* _Text segment_:
Content starts
Irwin, Roscoe v. E. Palmer Gavit

DATED APR. 27, 1925
DOCUMENT ATTRIBUTES
  • Case Name
    IRWIN, FORMER COLLECTOR OF INTERNAL REVENUE v. GAVIT
  • Court
    United States Supreme Court
  • Docket
    No. 325
  • Judge
    Taft, Holmes, Van Devanter, McReynolds, Brandeis, Sutherland, Butler,
    Sanford, Stone
  • Cross-Reference
    Irwin v. Gavit, 268 U.S. 161 (1925)
  • Parallel Citation
    268 U.S. 161
    45 S. Ct. 475
    69 L. Ed. 897
    1 U.S. Tax Cas. (CCH) P132
    5 A.F.T.R. (P-H) 5380
    1925 U.S. LEXIS 557
    1925-1 C.B. 123
    1925 P.H. P8032
  • Code Sections
  • Index Terms
    gross income
    gifts and inheritances
  • Jurisdictions
  • Language
    English
  • Tax Analysts Electronic Citation
    1994 TNT 241-50
    1925 LEX 90-390

Irwin, Roscoe v. E. Palmer Gavit

                SUPREME COURT OF THE UNITED STATES

 

 

                        Argued: April 15, 1925

 

 

                       Decided: April 27, 1925

 

 

     CERTIORARI TO THE CIRCUIT COURT OF APPEALS FOR THE SECOND

 

CIRCUIT.
Content ends
* _The data_:
Content starts
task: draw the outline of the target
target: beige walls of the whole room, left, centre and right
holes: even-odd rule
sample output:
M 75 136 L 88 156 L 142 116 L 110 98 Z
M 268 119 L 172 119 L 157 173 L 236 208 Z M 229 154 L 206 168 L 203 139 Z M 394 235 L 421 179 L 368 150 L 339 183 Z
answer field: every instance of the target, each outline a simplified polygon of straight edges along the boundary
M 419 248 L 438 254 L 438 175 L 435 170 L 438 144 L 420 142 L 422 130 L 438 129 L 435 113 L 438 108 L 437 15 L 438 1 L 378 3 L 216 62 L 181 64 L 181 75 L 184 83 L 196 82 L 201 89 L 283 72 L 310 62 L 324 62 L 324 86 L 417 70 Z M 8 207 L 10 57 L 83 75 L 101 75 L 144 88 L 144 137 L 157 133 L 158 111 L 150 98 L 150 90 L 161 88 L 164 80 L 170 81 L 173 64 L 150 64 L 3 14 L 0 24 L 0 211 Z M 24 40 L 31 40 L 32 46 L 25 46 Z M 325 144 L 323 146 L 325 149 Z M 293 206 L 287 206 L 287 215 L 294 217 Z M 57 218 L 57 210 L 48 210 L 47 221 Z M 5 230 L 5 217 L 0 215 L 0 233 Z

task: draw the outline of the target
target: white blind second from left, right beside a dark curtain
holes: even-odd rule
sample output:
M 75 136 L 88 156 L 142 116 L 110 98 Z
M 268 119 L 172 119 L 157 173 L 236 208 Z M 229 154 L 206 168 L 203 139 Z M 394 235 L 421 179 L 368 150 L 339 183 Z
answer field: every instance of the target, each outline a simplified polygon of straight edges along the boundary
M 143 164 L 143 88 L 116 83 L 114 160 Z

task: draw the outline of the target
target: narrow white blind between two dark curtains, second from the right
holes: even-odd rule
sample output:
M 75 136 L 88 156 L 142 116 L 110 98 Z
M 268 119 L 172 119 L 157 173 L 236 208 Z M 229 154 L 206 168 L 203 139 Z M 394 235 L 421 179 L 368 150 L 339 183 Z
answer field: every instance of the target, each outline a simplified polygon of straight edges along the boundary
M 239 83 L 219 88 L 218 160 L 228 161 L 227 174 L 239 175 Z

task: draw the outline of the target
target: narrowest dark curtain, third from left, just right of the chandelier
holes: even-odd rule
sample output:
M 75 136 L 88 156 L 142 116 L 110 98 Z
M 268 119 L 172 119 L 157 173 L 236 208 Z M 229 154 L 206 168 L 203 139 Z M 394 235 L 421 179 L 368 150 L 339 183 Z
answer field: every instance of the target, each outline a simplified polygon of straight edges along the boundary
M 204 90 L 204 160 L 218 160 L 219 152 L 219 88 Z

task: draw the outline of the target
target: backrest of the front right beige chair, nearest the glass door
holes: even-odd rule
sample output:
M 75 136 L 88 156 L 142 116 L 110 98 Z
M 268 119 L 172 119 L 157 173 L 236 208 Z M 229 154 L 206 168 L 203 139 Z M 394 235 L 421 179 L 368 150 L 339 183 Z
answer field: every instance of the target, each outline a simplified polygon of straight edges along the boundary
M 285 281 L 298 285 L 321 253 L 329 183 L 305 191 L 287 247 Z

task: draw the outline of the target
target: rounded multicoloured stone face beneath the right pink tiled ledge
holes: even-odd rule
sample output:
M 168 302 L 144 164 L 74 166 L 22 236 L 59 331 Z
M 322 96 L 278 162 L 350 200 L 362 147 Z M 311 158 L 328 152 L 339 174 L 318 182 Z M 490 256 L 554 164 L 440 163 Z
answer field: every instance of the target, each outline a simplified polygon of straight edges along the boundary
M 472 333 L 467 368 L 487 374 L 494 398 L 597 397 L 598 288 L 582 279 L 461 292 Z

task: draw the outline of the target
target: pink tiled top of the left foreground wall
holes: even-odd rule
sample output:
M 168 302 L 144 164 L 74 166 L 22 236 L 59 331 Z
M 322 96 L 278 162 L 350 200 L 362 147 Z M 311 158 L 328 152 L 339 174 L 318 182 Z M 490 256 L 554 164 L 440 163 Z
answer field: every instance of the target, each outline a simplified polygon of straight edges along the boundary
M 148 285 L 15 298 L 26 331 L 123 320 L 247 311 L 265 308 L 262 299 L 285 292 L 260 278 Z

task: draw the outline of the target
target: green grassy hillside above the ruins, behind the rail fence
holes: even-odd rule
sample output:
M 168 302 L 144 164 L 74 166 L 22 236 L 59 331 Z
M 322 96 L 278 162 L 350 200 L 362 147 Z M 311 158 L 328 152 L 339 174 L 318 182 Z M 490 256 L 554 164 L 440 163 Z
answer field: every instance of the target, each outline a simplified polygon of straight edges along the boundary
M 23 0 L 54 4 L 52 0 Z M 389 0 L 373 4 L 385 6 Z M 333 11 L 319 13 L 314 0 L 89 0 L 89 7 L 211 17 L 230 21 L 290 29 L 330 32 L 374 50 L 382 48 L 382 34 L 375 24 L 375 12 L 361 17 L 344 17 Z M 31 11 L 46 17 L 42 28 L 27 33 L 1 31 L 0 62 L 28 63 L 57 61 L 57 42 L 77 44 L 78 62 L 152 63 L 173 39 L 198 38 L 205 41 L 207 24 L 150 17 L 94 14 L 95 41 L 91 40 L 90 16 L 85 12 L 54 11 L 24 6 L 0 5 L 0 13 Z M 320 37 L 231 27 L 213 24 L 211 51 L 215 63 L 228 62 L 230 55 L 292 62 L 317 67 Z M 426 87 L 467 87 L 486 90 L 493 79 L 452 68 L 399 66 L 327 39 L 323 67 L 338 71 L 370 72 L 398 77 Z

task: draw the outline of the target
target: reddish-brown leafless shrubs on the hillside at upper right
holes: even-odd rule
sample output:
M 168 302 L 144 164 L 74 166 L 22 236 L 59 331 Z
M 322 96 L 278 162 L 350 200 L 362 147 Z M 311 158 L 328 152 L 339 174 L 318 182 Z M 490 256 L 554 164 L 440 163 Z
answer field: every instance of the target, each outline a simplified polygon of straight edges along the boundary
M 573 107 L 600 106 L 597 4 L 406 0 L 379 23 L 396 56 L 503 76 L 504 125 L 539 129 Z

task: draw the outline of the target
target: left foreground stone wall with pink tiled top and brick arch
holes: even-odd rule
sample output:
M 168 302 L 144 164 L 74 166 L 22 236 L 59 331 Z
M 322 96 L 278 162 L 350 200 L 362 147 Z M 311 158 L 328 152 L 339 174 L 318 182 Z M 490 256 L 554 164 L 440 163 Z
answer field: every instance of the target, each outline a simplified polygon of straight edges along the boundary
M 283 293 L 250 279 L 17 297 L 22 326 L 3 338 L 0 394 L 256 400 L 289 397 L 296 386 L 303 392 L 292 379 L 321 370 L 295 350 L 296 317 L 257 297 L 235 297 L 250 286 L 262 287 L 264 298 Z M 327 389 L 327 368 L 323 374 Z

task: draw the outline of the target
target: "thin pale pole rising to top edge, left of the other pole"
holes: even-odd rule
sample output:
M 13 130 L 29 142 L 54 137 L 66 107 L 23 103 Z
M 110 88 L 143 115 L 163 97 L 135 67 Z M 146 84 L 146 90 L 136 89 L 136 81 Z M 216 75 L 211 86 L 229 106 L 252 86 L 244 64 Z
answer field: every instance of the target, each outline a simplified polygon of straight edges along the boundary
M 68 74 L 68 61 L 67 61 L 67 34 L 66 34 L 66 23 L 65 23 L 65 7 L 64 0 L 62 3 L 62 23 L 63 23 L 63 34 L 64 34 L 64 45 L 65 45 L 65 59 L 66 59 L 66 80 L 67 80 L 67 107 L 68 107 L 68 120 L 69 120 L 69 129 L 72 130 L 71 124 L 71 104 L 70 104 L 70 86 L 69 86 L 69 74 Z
Content ends
* _Assignment A_:
Answer these questions about the case header:
(i) What docket number is the case listed under?
(ii) On what date was the case argued?
(iii) To which court was certiorari directed?
* _Assignment B_: Can you reproduce the part of the case header between "DATED APR. 27, 1925" and "U.S. 161 (1925)", inclusive?

* _Exercise output A_:
(i) No. 325
(ii) April 15, 1925
(iii) The Circuit Court of Appeals for the Second Circuit

* _Exercise output B_:
DATED APR. 27, 1925
DOCUMENT ATTRIBUTES
  • Case Name
    IRWIN, FORMER COLLECTOR OF INTERNAL REVENUE v. GAVIT
  • Court
    United States Supreme Court
  • Docket
    No. 325
  • Judge
    Taft, Holmes, Van Devanter, McReynolds, Brandeis, Sutherland, Butler,
    Sanford, Stone
  • Cross-Reference
    Irwin v. Gavit, 268 U.S. 161 (1925)